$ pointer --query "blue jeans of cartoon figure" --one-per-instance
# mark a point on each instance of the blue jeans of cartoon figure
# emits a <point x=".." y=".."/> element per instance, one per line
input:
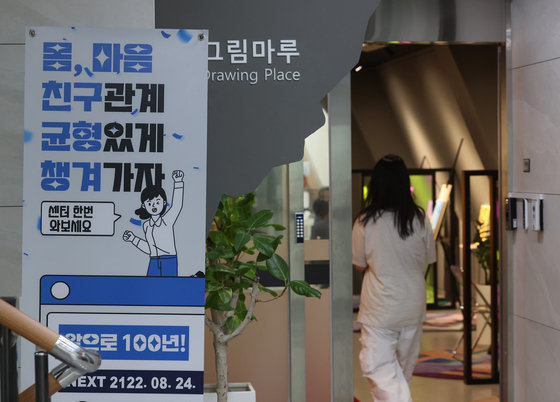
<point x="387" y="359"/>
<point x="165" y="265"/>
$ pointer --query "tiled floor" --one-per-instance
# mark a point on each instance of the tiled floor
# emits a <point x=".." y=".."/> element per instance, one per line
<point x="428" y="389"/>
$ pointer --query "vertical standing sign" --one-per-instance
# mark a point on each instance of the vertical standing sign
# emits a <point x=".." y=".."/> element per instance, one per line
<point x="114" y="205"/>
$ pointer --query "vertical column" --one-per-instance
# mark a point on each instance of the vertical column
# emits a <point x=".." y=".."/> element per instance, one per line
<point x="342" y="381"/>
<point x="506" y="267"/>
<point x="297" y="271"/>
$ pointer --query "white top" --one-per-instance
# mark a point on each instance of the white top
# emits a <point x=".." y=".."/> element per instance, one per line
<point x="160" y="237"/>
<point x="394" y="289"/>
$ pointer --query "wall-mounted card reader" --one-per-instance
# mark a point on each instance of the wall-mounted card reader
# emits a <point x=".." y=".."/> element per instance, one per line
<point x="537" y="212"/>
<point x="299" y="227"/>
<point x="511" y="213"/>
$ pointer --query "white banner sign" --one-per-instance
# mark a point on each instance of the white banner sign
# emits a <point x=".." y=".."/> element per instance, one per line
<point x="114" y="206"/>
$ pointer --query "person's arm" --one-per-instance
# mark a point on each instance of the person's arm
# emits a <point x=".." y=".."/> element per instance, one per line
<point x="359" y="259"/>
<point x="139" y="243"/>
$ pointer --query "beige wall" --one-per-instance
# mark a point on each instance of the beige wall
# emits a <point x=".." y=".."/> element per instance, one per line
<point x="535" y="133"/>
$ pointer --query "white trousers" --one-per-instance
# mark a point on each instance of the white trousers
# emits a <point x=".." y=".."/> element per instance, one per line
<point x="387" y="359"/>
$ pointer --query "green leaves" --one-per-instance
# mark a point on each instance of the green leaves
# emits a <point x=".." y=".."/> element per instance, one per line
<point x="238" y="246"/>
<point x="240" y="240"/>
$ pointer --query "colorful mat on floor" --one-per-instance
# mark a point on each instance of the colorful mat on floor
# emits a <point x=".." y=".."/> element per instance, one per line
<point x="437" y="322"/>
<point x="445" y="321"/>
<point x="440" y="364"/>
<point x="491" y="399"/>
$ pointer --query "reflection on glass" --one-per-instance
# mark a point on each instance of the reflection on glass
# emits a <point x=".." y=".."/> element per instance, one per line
◇ ◇ ◇ ◇ ◇
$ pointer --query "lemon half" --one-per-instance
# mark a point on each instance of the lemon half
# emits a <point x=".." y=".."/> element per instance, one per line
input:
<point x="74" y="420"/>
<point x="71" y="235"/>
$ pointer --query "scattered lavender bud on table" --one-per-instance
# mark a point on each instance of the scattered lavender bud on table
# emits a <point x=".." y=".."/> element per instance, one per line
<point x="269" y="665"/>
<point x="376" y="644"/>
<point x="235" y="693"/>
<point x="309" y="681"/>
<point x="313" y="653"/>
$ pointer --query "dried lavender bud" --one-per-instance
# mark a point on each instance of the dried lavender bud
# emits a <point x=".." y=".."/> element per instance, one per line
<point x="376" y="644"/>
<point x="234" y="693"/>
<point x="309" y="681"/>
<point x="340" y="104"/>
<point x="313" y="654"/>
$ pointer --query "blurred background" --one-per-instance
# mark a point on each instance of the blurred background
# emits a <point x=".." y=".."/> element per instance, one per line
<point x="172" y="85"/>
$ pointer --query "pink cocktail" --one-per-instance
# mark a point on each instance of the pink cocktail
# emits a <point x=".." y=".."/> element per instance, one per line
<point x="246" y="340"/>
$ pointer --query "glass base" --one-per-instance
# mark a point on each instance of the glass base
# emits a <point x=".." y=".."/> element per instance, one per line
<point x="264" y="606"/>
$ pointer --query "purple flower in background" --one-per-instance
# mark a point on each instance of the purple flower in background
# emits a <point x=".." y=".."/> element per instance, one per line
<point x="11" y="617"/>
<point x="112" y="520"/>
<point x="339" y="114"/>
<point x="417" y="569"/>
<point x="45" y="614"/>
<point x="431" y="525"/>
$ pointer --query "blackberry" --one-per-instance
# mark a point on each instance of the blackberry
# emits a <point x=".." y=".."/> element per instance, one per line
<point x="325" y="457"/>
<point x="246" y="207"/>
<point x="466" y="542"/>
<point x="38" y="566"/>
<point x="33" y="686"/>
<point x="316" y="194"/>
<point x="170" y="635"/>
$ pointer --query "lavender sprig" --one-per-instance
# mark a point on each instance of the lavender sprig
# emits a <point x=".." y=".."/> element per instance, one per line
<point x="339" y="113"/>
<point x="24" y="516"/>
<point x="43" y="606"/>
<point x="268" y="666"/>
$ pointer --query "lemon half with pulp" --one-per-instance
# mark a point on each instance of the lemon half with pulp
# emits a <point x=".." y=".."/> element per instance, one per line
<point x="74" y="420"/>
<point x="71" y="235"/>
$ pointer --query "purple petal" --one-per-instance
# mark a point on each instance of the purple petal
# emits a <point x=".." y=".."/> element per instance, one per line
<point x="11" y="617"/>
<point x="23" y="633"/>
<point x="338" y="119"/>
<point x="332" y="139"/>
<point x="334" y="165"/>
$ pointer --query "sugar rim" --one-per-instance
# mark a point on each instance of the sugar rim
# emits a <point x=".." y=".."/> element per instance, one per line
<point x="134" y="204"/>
◇ ◇ ◇ ◇ ◇
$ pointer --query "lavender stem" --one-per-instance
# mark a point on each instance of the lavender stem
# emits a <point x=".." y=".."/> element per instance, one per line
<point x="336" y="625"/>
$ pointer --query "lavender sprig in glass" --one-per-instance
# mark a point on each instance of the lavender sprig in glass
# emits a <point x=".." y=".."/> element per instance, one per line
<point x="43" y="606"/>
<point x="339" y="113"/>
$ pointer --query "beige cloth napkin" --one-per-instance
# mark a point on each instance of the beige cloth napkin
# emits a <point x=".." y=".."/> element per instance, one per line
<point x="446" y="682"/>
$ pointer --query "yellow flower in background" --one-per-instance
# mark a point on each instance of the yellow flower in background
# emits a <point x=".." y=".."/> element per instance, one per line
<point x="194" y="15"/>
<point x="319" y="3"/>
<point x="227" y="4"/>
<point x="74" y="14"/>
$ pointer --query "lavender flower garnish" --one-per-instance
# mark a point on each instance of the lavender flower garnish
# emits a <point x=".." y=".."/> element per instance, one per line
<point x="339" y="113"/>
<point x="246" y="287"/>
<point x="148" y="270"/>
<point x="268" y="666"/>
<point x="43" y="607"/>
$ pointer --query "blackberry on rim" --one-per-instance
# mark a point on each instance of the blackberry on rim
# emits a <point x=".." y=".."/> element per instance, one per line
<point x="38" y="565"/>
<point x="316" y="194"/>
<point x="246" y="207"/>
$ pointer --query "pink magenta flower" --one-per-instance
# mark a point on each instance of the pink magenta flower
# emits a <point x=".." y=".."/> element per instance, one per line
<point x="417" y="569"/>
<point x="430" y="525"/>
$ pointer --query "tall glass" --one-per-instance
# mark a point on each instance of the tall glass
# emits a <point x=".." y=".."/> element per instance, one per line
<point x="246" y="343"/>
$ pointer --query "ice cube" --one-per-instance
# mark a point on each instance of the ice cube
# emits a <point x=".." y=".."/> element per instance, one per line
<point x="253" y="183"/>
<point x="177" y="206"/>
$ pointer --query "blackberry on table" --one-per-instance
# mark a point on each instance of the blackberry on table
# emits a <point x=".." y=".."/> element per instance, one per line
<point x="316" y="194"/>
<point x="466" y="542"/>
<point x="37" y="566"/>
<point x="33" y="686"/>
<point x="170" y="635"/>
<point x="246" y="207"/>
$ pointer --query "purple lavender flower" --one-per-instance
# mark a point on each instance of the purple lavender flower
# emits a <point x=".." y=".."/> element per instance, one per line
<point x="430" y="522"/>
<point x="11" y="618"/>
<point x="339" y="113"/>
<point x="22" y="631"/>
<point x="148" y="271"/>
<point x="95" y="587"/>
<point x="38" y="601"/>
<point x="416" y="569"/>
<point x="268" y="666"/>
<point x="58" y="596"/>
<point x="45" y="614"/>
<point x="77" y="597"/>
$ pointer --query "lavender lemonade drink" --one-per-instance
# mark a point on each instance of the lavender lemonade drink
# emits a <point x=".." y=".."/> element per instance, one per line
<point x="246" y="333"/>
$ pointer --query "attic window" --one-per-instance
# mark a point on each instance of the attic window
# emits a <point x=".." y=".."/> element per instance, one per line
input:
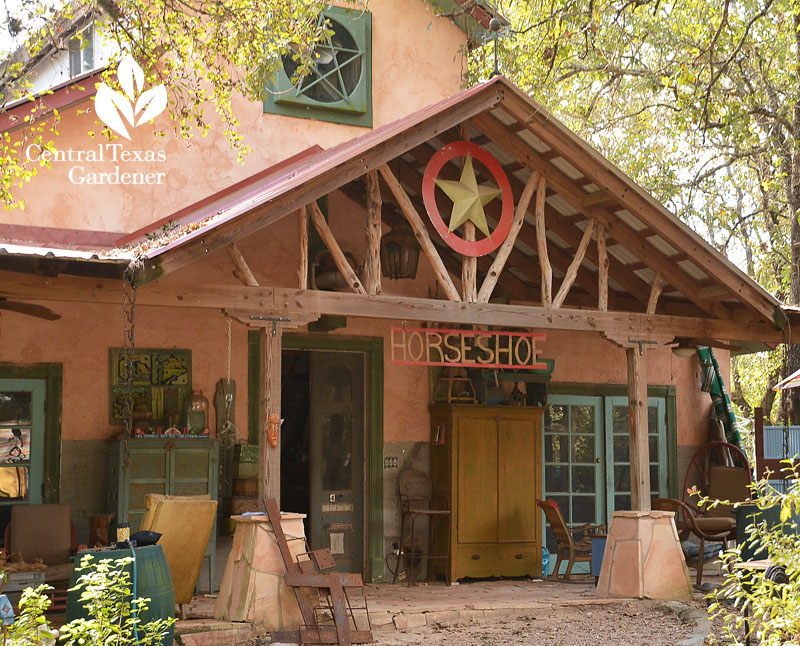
◇ ◇ ◇ ◇ ◇
## Exercise goal
Filter the records above and copy every line that contains the string "pulp", treating uppercase and lowercase letters as different.

## Exercise response
$ pointer --query "lemon half with pulp" --one-per-instance
# mark a point on each instance of the lemon half with pulp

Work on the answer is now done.